- ACTION ITEM:
Copy the data precisely, keeping every character.
⟨
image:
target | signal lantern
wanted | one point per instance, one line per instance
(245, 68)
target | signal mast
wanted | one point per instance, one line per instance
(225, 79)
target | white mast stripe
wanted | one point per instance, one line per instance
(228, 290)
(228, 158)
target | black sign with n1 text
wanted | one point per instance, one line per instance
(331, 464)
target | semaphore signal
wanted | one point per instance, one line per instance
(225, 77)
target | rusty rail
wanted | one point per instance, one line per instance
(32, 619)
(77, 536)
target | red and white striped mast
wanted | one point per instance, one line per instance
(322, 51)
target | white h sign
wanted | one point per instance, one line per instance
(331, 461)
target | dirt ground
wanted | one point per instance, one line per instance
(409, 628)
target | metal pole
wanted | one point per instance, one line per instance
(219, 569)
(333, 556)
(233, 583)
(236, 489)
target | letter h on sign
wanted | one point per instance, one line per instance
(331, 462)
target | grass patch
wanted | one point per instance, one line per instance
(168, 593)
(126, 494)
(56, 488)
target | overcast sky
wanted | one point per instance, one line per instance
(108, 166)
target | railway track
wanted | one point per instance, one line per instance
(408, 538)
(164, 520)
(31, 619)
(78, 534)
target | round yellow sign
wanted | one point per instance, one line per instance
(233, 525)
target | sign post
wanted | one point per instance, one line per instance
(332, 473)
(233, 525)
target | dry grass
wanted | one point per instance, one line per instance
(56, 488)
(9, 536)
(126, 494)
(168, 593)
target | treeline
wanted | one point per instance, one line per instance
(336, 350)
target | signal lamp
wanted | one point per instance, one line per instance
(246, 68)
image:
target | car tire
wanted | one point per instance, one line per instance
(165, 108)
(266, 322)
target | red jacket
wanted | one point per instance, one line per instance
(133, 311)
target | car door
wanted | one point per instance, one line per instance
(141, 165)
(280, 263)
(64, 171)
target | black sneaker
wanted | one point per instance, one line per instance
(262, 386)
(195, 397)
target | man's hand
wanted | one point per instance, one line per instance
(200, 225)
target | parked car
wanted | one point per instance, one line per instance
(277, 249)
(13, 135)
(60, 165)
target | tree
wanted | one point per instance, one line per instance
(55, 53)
⟩
- EXERCISE SOLUTION:
image:
target | signal lantern
wanted | one point per instance, one line per instance
(245, 68)
target | signal mast
wanted | one point per instance, one line per instance
(225, 79)
target | white mast stripe
wanted | one point per instance, one line per instance
(228, 290)
(228, 158)
target | black sign with n1 text
wanted | one point per instance, one line per instance
(331, 464)
target | semaphore signal
wanted | one point per instance, one line per instance
(225, 77)
target | rusty rail
wanted | one point per instance, one line per instance
(32, 619)
(77, 536)
target | red and white striped mast
wanted | one point per instance, one line per instance
(322, 51)
target | white h sign
wanted | one point per instance, one line per instance
(331, 461)
target | dirt ground
wanted | one point per instance, one line per instance
(409, 628)
target | metal pole
wanted | one point per instance, one line per instance
(219, 569)
(333, 556)
(233, 583)
(236, 489)
target | letter h on sign
wanted | one point per instance, one line per instance
(331, 462)
target | grass patch
wanted | one point per instance, one line per instance
(168, 593)
(126, 494)
(56, 488)
target | overcast sky
wanted | one point per instance, one line per instance
(108, 166)
target | railway track
wanted | one point per instance, one line per instance
(408, 538)
(164, 520)
(31, 619)
(78, 534)
target | round yellow sign
wanted | one point per instance, one line per instance
(233, 525)
target | sign post
wanted | one point per instance, one line per instance
(332, 473)
(233, 525)
target | dry grass
wanted | one point per instance, one line per instance
(56, 488)
(9, 536)
(126, 494)
(168, 593)
target | treeline
wanted | one point per instance, one line per instance
(336, 350)
target | signal lamp
wanted | one point per instance, one line per instance
(246, 68)
image:
target | car tire
wanted | one point per instance, one line per instance
(165, 108)
(266, 322)
target | red jacket
wanted | one point per instance, one line per instance
(133, 311)
target | car door
wanted | one point per instance, one line per instance
(141, 165)
(280, 263)
(64, 171)
target | black sneaker
wanted | one point per instance, one line per instance
(262, 386)
(195, 397)
target | man's hand
wanted | one point per instance, one line per instance
(200, 225)
target | parked car
wanted | one point per instance, one line per instance
(277, 249)
(13, 135)
(60, 165)
target | tree
wanted | one point per instance, one line per instance
(55, 53)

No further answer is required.